** START SUPPLIED DATA **
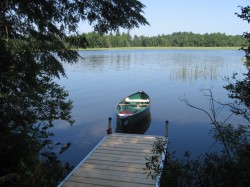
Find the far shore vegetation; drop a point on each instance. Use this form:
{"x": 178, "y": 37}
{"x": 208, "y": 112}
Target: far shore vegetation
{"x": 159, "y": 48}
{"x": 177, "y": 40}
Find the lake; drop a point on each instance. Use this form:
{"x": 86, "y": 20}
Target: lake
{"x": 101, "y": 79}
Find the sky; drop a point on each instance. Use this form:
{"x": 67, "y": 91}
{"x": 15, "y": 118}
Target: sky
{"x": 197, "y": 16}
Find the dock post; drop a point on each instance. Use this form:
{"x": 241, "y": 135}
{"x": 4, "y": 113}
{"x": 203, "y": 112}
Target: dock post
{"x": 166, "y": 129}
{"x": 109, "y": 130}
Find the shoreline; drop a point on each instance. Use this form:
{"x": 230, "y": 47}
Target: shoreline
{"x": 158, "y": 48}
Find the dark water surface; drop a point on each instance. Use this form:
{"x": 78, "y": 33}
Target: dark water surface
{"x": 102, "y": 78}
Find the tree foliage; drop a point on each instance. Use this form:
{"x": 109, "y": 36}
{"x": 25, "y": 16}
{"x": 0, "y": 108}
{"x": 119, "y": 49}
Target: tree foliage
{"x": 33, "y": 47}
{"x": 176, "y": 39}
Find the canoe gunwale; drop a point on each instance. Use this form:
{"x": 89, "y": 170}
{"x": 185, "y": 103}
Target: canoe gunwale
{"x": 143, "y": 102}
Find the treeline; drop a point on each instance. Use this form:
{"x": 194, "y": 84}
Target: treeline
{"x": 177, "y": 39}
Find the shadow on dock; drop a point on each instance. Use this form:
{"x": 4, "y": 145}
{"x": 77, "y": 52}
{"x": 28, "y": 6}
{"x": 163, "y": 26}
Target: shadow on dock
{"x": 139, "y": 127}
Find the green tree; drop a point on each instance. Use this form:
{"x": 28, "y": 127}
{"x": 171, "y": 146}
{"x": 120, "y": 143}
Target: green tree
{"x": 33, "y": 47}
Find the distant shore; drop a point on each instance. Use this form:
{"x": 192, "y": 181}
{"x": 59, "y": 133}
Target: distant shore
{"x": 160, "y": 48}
** END SUPPLIED DATA **
** START SUPPLIED DATA **
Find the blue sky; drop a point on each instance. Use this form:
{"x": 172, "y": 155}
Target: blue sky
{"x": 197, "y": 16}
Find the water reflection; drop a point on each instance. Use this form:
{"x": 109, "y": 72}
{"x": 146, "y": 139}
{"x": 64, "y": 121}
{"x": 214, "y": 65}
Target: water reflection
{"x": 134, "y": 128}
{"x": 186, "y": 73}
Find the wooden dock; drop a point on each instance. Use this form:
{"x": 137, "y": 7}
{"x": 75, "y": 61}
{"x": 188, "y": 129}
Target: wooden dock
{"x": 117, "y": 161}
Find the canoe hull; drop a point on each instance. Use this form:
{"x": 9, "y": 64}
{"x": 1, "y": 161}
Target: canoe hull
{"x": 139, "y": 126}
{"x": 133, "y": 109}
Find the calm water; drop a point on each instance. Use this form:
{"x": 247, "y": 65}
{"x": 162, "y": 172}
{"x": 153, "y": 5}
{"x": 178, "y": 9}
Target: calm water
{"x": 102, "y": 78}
** END SUPPLIED DATA **
** START SUPPLIED DATA **
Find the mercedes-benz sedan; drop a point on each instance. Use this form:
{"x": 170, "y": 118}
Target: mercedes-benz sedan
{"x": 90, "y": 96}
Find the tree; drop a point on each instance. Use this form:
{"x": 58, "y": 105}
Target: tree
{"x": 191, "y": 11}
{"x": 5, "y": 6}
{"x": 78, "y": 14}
** END SUPPLIED DATA **
> [WRITTEN TASK]:
List each line above that contains the word "gunwale". Only matches in the same case count.

> [EXERCISE RESULT]:
Find the canoe gunwale; drop a point on each instance. Use this form:
Target: canoe gunwale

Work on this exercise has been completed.